WORK INSTRUCTIONS →
Write out the records word for word, with no pictures.

Coordinate annotation records →

————————

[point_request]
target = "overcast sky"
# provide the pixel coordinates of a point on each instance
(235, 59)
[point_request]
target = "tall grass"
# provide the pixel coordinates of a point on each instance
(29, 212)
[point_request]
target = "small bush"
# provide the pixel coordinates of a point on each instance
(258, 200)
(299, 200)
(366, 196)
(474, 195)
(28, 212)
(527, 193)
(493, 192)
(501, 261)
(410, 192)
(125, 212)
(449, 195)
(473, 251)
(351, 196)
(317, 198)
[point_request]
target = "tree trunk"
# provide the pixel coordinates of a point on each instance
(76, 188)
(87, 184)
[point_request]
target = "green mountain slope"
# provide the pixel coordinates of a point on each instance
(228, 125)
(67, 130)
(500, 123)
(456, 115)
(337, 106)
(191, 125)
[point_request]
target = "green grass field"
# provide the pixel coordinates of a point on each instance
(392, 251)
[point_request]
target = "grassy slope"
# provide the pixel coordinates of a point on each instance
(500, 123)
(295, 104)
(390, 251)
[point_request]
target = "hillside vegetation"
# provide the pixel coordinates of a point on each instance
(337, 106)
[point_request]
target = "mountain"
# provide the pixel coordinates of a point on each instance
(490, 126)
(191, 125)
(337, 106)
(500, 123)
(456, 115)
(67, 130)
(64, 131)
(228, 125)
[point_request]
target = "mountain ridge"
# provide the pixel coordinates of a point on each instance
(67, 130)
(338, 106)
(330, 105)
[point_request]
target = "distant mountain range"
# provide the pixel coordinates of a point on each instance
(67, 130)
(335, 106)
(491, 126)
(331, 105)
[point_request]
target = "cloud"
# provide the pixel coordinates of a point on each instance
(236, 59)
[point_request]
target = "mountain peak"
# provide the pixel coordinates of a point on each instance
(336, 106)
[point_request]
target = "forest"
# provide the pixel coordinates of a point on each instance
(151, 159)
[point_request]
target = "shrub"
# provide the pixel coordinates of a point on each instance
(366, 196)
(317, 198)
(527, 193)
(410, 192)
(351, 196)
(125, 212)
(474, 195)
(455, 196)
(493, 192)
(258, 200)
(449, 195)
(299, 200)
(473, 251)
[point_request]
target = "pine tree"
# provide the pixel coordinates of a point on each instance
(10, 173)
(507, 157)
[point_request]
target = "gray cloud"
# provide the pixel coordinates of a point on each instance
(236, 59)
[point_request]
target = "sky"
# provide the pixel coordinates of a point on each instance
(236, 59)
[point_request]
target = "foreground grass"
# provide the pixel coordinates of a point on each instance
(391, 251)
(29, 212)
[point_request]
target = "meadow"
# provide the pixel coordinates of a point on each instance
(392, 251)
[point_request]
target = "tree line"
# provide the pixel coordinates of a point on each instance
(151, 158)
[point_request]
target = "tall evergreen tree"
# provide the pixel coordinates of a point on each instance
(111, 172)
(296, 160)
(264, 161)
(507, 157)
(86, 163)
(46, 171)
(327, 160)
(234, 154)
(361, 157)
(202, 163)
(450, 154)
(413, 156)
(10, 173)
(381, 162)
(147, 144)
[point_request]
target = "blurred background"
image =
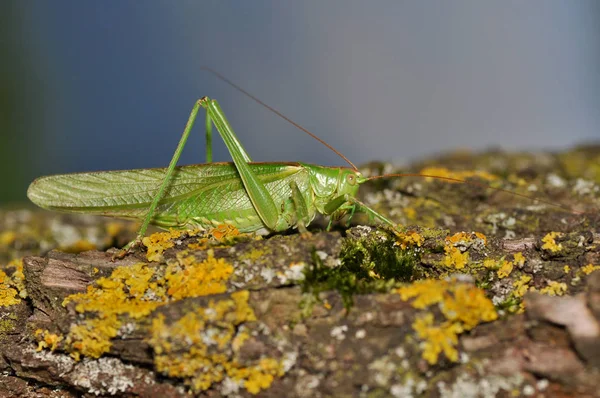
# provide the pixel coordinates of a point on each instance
(109, 85)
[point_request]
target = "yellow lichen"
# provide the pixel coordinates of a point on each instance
(490, 263)
(554, 289)
(458, 174)
(454, 258)
(588, 269)
(521, 286)
(550, 242)
(8, 294)
(92, 336)
(463, 306)
(408, 239)
(437, 339)
(12, 288)
(134, 292)
(46, 339)
(159, 242)
(187, 278)
(202, 347)
(7, 237)
(505, 269)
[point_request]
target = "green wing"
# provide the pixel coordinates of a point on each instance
(199, 195)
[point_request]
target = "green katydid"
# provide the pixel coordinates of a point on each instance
(250, 196)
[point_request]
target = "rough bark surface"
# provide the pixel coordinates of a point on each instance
(479, 293)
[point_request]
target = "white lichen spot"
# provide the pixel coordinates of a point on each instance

————————

EXPECTED ANSWER →
[point_request]
target = "overcast sky"
# provide the pixel coordinates of a point on each instance
(235, 59)
[point_request]
target = "tall grass"
# provide the pixel coordinates of a point on each instance
(29, 212)
[point_request]
target = "small bush"
# provide the pixel coordinates of a point on each instance
(258, 200)
(299, 200)
(366, 196)
(474, 195)
(28, 212)
(527, 193)
(493, 192)
(501, 261)
(410, 192)
(125, 212)
(449, 195)
(473, 251)
(351, 196)
(317, 198)
[point_request]
target = "tree trunk"
# provide the pixel coordinates of a point on each instance
(76, 188)
(87, 184)
[point_request]
target = "green mountain slope"
# provide the pixel coordinates of a point on each instance
(228, 125)
(67, 130)
(500, 123)
(456, 115)
(337, 106)
(191, 125)
[point_request]
target = "green grass field"
# provide the pixel coordinates of a point on each instance
(392, 251)
[point_request]
target = "grassy slope"
# provide the pixel coordinates of a point on each instance
(500, 123)
(295, 104)
(390, 251)
[point_request]
target = "hillside vegetation"
# provide the pixel coordinates of a point on each instance
(337, 106)
[point_request]
target = "mountain"
# provide the pixel coordinates of a point on each instance
(490, 126)
(191, 125)
(337, 106)
(500, 123)
(456, 115)
(67, 130)
(64, 131)
(228, 125)
[point_request]
target = "mountain ridge"
# provide the pixel coordinates of a point on each instance
(67, 130)
(338, 106)
(330, 105)
[point_request]
target = "distant mountain range"
# provide the pixel coordinates of a point on each instance
(67, 130)
(335, 106)
(491, 126)
(331, 105)
[point_request]
target = "cloud"
# provide the pixel coordinates of a point on each instance
(236, 59)
[point_request]
target = "mountain peak"
# provide the pixel coordinates of a point on each instance
(336, 106)
[point_request]
target = "forest"
# provide the pixel coordinates of a point on each instance
(151, 159)
[point_request]
target = "shrub"
# provide the pixel coordinates of a point on each instance
(366, 196)
(317, 198)
(527, 193)
(410, 192)
(351, 196)
(125, 212)
(474, 195)
(455, 196)
(493, 192)
(258, 200)
(449, 195)
(299, 200)
(473, 251)
[point_request]
target = "pine tree"
# provide the pixel coordinates of a point on each instance
(10, 173)
(507, 157)
[point_request]
target = "gray cloud"
# provide the pixel coordinates of a point on each instance
(236, 59)
[point_request]
target = "sky"
# provide the pixel coordinates of a point on each instance
(236, 59)
[point_request]
target = "foreground grass"
# provide the pixel coordinates of a point on each instance
(391, 251)
(29, 212)
[point_request]
target = "meadow"
# provide the pixel coordinates of a point on each instance
(392, 251)
[point_request]
target = "tree line"
# provide the pixel coordinates of a point on each instance
(151, 158)
[point_request]
target = "tall evergreen tree"
# provide the pixel coordinates of a point on each instance
(111, 172)
(296, 160)
(264, 161)
(507, 157)
(86, 163)
(46, 171)
(327, 160)
(234, 154)
(361, 157)
(202, 163)
(450, 154)
(413, 156)
(10, 173)
(381, 162)
(147, 144)
[point_request]
target = "blurred background"
image =
# provide the pixel coordinates of a point on each instance
(109, 85)
[point_request]
target = "yellow lichen"
# provide the pixel coordinates of a point on each instance
(490, 263)
(554, 289)
(458, 174)
(454, 258)
(588, 269)
(521, 286)
(550, 242)
(8, 294)
(92, 336)
(463, 306)
(408, 239)
(437, 339)
(12, 288)
(134, 292)
(46, 339)
(159, 242)
(187, 278)
(202, 347)
(7, 237)
(505, 269)
[point_request]
target = "green wing"
# provide the pixel coordinates of a point on each instance
(199, 195)
[point_request]
target = "green katydid"
# provide the pixel coordinates of a point on each instance
(250, 196)
[point_request]
target = "rough bark surface"
# provide the pixel coordinates of a point on each instance
(479, 293)
[point_request]
target = "white lichen spot"
# provide the pixel coordinates of a point on each instance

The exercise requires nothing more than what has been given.